(Records from a data source)
──────────────────────────────
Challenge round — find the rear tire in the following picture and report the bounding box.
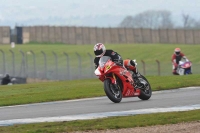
[138,75,152,100]
[104,79,122,103]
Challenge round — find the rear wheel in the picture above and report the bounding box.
[138,75,152,100]
[104,79,122,103]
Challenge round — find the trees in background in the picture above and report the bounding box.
[119,10,200,29]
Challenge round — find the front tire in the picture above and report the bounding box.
[138,75,152,100]
[104,79,122,103]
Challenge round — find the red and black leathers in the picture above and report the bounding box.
[94,50,123,69]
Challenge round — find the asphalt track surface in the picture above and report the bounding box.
[0,87,200,125]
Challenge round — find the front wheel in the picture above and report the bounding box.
[138,75,152,100]
[104,79,122,103]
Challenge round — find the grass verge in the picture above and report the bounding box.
[0,110,200,133]
[0,74,200,106]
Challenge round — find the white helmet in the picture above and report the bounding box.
[174,48,181,56]
[94,43,106,57]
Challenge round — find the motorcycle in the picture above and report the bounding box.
──────────────────────────────
● PROBLEM REQUIREMENTS
Copy out every record above word for word, and leave the pictures out of your answer.

● REPLY TO THE TASK
Challenge round — find the rear tire in the following picture and report the bounding box.
[138,75,152,100]
[104,79,122,103]
Challenge round — find the rear wheel in the picture above and report the bounding box.
[138,75,152,100]
[104,79,122,103]
Challenge round — find the trees in background in the picture above and report the bounding box.
[119,10,200,29]
Challenge round — find the front tire in the picture above and report the bounding box.
[138,75,152,100]
[104,79,122,103]
Challenge round — find the red and black leathers in the picture above and report the bounding box.
[94,50,123,69]
Challenge round — find the asphalt track surface in the picture above and report the bounding box.
[0,87,200,125]
Challenge round — find the front wheel in the picture above and report the bounding box.
[138,75,152,100]
[104,79,122,103]
Challenge round — find the grass verge in the picture above and report the bounding box.
[0,110,200,133]
[0,74,200,106]
Challenge round — find the white helmet in the picture above and report the bounding box.
[174,48,181,56]
[94,43,106,57]
Challenge round — find the motorcycle in the picture above and report the bounding box.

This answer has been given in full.